• Requirements:
Locate every line in the records that contains the string "chamomile", and copy each of those lines. Matching is case-sensitive.

Segmentation annotation records
## BEGIN

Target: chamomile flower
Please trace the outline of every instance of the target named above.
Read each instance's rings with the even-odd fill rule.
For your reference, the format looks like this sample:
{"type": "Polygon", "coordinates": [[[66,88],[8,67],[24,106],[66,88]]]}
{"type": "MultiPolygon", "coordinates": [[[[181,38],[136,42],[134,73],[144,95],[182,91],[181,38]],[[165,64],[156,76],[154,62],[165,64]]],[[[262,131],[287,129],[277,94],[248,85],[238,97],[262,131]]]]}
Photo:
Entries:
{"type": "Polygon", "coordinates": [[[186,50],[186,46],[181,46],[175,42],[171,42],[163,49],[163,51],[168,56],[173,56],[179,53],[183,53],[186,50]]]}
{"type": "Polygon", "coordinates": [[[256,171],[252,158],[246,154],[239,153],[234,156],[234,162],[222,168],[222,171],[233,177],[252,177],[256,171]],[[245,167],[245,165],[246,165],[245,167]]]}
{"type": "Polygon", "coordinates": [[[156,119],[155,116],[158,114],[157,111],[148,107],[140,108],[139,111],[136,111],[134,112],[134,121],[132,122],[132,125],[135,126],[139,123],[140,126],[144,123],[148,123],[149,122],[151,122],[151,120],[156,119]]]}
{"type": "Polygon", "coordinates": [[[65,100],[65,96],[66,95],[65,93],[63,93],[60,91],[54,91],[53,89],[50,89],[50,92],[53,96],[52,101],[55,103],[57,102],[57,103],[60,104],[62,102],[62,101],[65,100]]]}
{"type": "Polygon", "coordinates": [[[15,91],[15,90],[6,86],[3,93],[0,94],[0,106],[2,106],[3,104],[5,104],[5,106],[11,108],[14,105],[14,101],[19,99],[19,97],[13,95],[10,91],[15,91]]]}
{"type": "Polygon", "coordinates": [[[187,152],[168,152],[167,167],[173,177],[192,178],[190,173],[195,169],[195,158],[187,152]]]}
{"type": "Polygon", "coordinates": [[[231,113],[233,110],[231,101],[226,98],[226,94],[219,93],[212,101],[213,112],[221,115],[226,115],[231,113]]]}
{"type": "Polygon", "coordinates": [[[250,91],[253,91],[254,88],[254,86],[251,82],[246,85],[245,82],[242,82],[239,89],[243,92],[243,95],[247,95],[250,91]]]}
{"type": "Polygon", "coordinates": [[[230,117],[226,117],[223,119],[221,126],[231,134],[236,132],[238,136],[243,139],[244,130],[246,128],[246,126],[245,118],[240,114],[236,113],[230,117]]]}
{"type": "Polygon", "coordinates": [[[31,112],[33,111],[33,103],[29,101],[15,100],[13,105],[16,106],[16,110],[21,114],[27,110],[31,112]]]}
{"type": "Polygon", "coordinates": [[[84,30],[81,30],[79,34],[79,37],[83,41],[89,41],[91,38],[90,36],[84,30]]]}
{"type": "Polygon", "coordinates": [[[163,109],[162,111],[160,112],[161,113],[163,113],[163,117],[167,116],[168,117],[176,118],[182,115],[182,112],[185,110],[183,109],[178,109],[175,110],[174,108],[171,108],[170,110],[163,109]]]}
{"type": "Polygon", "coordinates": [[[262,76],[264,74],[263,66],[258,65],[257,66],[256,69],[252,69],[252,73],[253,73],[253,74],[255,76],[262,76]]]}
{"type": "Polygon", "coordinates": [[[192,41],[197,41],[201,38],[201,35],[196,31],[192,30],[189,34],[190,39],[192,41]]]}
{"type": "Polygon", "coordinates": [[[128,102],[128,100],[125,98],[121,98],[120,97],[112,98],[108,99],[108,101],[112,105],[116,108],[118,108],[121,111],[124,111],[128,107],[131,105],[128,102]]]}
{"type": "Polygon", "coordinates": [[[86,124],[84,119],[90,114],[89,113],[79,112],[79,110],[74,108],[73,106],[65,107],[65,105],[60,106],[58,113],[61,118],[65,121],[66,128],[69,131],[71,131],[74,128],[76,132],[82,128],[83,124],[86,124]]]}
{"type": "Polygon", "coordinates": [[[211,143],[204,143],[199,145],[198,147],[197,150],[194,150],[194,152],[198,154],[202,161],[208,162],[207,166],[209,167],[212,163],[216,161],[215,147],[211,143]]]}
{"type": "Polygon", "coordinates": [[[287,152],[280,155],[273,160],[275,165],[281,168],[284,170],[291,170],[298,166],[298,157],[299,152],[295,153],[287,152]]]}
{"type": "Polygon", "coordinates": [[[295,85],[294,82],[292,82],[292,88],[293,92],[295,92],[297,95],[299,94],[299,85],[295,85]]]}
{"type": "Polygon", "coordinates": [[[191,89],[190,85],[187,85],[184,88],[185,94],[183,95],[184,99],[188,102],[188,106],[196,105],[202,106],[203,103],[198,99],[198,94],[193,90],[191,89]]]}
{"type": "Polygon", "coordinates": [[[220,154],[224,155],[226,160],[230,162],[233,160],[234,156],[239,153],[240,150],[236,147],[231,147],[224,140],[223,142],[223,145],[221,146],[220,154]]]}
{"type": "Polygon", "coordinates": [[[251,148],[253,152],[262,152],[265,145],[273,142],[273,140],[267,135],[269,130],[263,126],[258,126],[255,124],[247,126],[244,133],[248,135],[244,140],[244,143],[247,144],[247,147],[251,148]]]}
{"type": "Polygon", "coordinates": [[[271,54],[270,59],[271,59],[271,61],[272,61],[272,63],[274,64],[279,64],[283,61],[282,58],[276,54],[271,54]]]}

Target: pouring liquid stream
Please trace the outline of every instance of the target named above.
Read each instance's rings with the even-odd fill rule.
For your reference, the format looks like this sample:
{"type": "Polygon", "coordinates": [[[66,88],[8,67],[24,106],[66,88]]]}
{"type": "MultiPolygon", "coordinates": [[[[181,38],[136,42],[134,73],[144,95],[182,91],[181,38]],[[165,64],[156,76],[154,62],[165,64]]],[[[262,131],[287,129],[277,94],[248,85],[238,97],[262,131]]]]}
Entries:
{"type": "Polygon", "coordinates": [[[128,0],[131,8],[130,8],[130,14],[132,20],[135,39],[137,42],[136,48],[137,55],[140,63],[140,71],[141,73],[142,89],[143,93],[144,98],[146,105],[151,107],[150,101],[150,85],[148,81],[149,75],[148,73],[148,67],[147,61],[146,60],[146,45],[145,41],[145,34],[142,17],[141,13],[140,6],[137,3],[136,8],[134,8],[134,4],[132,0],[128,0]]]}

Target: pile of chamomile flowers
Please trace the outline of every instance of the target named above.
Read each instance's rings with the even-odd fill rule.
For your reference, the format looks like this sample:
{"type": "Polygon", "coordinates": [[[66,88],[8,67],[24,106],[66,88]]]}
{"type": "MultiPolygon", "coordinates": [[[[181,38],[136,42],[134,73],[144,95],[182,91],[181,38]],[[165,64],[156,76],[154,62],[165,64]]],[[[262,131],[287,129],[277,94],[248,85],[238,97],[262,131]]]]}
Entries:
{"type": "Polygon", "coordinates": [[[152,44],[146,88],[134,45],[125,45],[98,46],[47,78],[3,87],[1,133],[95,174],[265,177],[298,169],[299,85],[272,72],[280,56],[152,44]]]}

## END
## BEGIN

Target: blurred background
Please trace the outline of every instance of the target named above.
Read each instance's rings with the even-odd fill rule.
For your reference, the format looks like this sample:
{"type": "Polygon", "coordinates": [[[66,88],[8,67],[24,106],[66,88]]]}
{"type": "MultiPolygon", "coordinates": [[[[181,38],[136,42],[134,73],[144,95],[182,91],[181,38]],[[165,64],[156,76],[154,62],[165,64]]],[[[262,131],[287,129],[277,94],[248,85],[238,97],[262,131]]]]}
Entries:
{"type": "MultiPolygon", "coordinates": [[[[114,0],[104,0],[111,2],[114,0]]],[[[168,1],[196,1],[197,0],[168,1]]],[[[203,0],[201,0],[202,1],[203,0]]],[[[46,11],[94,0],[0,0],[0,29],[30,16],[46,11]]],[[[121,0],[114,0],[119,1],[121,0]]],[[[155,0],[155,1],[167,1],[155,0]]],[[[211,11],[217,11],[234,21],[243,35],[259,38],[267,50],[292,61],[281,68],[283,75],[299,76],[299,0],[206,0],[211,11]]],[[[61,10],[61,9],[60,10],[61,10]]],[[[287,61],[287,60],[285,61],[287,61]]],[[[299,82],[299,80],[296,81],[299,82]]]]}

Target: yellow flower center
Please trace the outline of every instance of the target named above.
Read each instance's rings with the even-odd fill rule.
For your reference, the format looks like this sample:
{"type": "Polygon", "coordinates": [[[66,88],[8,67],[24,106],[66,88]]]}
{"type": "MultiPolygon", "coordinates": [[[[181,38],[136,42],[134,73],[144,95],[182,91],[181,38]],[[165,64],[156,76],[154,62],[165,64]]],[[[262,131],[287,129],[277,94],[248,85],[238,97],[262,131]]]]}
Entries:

## END

• The answer:
Target: chamomile flower
Target: pile of chamomile flowers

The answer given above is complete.